Quoted passage:
-- BEGIN --
Wednesday, April 08, 2015

Locked in Time: Time Machine Classics [Guest Post]

By GW Thomas

The fourteenth episode of the popular sit-com The Big Bang Theory, "The Nerdmabelia Scattering," featured a prop from George Pal's 1960 film The Time Machine. The four main characters go in together to buy the original time machine prop, leading to neurotic Sheldon Cooper's dreaming and crying out, "Not flesh-eating Morlocks!" The disk-backed machine is described by Penny as "something Elton John drives through the Everglades!" But my favorite joke was when the guys simulated the sped-up time effect from the movie, pretending to be moving at advanced speed like the people in the street. Besides being hilarious, this cultural reference to the 1960 film is very telling. The show did not feature any references to the 1978 TV movie or the 2002 film. Why? Because no one, despite big budgets and CGI, has surpassed George Pal's film.

Of all the films based on HG Wells' four major SF themes, "The Time Machine" has received the least formal adaptations. This is probably due to the expensive nature of creating a future world. The concept of time travel has become widely familiar though, from comedies to super-hero fare. Anyone from the Three Stooges to the Flash can travel in time. The idea became a mainstream trope while actual adaptations of the story have been sparse.
-- END --
Stated problem 1:
Translate this sentence from the post about time machine films into Spanish: "Anyone from the Three Stooges to the Flash can travel in time."
Stated problem 2:
In the post about time machine films, how does Penny describe the disk-backed machine?

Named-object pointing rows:
-- BEGIN --
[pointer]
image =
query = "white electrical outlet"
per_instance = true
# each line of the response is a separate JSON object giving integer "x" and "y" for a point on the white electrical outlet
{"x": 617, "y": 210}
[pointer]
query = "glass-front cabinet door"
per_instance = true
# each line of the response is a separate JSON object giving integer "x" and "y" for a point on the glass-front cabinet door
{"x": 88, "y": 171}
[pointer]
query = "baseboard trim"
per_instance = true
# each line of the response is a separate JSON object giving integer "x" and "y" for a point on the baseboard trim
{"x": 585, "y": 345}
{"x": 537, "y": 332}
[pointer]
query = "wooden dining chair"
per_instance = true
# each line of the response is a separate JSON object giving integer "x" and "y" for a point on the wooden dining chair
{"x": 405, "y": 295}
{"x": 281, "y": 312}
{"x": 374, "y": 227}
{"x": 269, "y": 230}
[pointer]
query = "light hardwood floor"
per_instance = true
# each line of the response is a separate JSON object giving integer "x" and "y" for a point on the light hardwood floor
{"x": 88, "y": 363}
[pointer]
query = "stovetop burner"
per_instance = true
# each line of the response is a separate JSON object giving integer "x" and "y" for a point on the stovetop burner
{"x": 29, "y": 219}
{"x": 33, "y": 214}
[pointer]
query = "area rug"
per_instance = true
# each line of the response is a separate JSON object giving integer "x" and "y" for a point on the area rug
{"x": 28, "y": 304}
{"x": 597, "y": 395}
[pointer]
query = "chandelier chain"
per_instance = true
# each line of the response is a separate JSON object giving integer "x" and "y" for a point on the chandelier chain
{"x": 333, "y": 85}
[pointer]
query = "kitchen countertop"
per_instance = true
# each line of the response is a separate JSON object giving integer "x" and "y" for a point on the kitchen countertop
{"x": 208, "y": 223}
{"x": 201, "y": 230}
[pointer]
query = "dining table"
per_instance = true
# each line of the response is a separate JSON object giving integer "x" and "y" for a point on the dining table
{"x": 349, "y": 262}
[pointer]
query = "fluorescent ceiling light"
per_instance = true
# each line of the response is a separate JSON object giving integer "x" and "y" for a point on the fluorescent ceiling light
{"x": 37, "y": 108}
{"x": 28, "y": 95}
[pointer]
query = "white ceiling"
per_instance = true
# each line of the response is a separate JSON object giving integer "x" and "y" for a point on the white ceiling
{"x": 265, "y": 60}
-- END --
Task result 1:
Cualquiera, desde los Tres Chiflados hasta Flash, puede viajar en el tiempo.

Task result 2:
She calls it "something Elton John drives through the Everglades!"